Ao ser avisada por uma amiga que sua foto estava atrelada à expressão “cabelo feio” no Google Imagens, a relações públicas Luana Daltro, 26 anos, abriu o buscador e foi checar a informação. Ao digitar as duas palavras-chave, lá estava a imagem dela e de outras tantas mulheres negras com seus volumosos cabelos crespos e cacheados.
A conexão entre a foto da jovem e a expressão está relacionada a uma entrevista em que ela justamente nega a afirmação de que o cabelo crespo é feio:
— Na reportagem, estou negando essa narrativa. Então, ver a imagem de mulheres negras atreladas a esse conceito no maior buscador do mundo é muito perverso. A sociedade já fala isso para nós desde a infância, aí, até os algoritmos fazem essa associação de palavras e imagem. Tudo isso foi de uma violência mental muito grande. Questiono se mulheres brancas produtoras de conteúdo nunca fizeram postagens reclamando de seus cabelos ou usaram o termo feio para não aparecerem também como resultado nesta busca.
A cientista da computação Ana Carolina da Hora explica que, sim, há milhares de conteúdos de pessoas brancas que reclamam de seus cabelos. O problema é o algoritmo de busca do Google, influenciado por uma base de dados que parece não ser diversa e que não elenca essas publicações como relevantes, logo, elas não aparecem nas primeiras páginas de resultado do buscador.
O mecanismo de funcionamento dessa plataforma é uma caixa preta, e alguns pesquisadores têm debatido e discutido sobre o enviesamento na plataforma do Google por meio de pesquisas feitas – há alguns indícios de que a gigante da internet faz uma espécie de match entre imagens e palavras-chave, de acordo com a base de dados que ele já tem. Quando essa base de dados é alimentada de qualquer maneira, os algoritmos continuam trabalhando de forma enviesada também.

Problemas a resolver ▸
**A)** Responda com base no trecho sobre o Google Imagens:
(i) Qual é a profissão de Luana Daltro e quantos anos ela tem?
(ii) Em que tipo de conteúdo a foto dela foi ligada à expressão "cabelo feio"?
(iii) Segundo Ana Carolina da Hora, por que as publicações de pessoas brancas que reclamam dos cabelos não aparecem nas primeiras páginas de resultado?
**B)** Escreva a continuação do trecho sobre o Google Imagens, começando depois da última frase.

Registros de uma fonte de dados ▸
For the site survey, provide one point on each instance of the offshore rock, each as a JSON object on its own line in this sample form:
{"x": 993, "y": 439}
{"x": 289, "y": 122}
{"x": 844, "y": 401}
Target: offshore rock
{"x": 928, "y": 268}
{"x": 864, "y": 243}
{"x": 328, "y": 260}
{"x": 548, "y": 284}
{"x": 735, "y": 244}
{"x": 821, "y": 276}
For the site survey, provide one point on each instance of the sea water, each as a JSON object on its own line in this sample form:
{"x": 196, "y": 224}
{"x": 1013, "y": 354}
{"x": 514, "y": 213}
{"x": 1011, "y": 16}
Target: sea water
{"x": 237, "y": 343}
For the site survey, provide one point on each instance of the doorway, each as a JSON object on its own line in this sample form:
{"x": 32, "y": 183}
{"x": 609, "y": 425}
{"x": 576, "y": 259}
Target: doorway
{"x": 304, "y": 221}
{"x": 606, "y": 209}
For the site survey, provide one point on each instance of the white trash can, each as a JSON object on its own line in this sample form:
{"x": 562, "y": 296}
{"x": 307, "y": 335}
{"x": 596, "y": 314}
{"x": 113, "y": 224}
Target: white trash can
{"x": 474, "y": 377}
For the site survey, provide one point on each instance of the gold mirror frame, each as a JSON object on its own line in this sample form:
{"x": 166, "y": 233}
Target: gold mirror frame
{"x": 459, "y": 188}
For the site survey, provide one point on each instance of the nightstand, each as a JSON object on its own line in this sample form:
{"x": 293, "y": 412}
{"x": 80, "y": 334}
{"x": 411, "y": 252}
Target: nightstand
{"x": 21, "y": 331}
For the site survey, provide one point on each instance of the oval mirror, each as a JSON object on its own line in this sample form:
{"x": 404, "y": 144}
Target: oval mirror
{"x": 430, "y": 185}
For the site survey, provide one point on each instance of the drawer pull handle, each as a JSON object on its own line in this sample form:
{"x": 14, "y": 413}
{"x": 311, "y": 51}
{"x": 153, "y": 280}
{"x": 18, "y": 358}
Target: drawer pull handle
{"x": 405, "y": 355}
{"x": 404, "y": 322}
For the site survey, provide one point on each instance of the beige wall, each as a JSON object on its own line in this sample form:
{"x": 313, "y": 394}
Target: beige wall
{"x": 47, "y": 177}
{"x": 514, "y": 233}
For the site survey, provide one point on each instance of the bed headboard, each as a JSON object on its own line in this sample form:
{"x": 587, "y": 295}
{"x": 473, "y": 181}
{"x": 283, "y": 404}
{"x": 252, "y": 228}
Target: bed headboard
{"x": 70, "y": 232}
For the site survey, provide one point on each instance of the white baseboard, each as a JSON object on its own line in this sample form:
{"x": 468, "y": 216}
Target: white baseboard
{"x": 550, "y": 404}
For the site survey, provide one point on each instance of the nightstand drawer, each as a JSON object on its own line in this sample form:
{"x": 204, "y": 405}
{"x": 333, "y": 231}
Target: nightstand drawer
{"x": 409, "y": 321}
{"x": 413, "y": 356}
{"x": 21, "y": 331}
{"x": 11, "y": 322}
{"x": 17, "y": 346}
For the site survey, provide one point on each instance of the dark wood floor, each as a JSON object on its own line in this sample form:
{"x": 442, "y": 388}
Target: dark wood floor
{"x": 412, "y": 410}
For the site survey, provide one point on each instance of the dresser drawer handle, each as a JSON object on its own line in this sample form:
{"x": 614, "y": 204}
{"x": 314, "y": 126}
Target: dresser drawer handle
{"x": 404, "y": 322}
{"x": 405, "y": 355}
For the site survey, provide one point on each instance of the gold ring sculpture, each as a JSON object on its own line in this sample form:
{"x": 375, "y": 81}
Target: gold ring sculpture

Respostas escritas ▸
**A)**
(i) Ela é relações públicas e tem 26 anos.
(ii) Em uma entrevista em que ela nega a afirmação de que o cabelo crespo é feio.
(iii) Porque o algoritmo de busca do Google é influenciado por uma base de dados que parece não ser diversa e que não elenca essas publicações como relevantes.

**B)**
Houve uma escolha neste processo do programador. Ele deu o início a essa associação ao mostrar que o belo é branco é o feio é negro, e o algoritmo seguiu operando dentro desta lógica de conectar características negras ao feio
ANA CAROLINA DA HORA
Cientista da computação
— O contexto está viciado. O certo é questionar o mecanismo de busca aplicado. O algoritmo se aprimora e internaliza associações racistas. Contudo, isso aconteceu porque a base de dados dessa plataforma não é diversa, porque as pessoas que treinaram esse algoritmo não são diversas e carregam a sua bagagem cultural e social para dentro da tecnologia. O primeiro passo para que esse tipo de associação não aconteça é a revisão da base de dados. Há de se considerar a inclusão de vieses intencionais, contrários aos vieses discriminatórios ou até usar técnicas de agrupamento de dados para identificar grupos enviesados e penalizar isso de alguma forma — afirma a cientista da computação.
A professora da Escola de Comunicação da Universidade Federal do Rio de Janeiro (UFRJ) Fernanda Carrera pontua ainda que é preciso entender o motivo pelo qual a programação do buscador entende como mais relevante e, consequentemente, oferece como resposta mulheres negras de cabelos crespos para as palavras "cabelo feio".
— Houve uma escolha neste processo do programador. Ele deu o início a essa associação ao mostrar que o belo é branco é o feio é negro, e o algoritmo seguiu operando dentro desta lógica de conectar características negras ao feio. Contudo, essas atribuições de relevância podem ser revistas, e a popularidade para o termo "cabelo feio" pode ser de outras imagens, assim como são alterados frequentemente quais sites aparecem como resposta para alguns vocábulos na busca geral — observa.
A professora cita também outros casos observados em suas pesquisas. Ao digitar as palavras "mulher negra", eram exibidos resultados ligados a pornografia. Isso ocorreu porque as pessoas clicavam em conteúdo deste teor quando pesquisavam por essas palavras. Como consequência, a plataforma deslocou a exibição desse tipo de imagem para o topo da lista de resultados no setor de fotos:
— Tem movimentação da sociedade que é racista e sexista, mas também preguiça e desinteresse do Google em reverter isso e não exibir esse tipo de resultado como prioritário. Interessante notar que quando escrevemos “bad hair day” e vamos para as imagens aparecem, majoritariamente, mulheres brancas. Como se um dia com cabelo desgrenhado fosse normal às mulheres brancas e o cabelo feio, como algo permanente, fosse intrínseco, natural a pessoas negras.
Luana tentou entrar em contato com o Google para reverter a situação, mas não obteve retorno.
O que diz o Google
Por meio de nota, a empresa afirma que "os sistemas de pesquisa do Google Imagens levam em consideração vários fatores, incluindo a correspondência de palavras, para exibir resultados". Pontua ainda que, para diversos dos resultados, as palavras aparecem, inclusive, em reportagens em que pessoas negras estão denunciando episódios de racismo que enfrentaram em função de sua estética.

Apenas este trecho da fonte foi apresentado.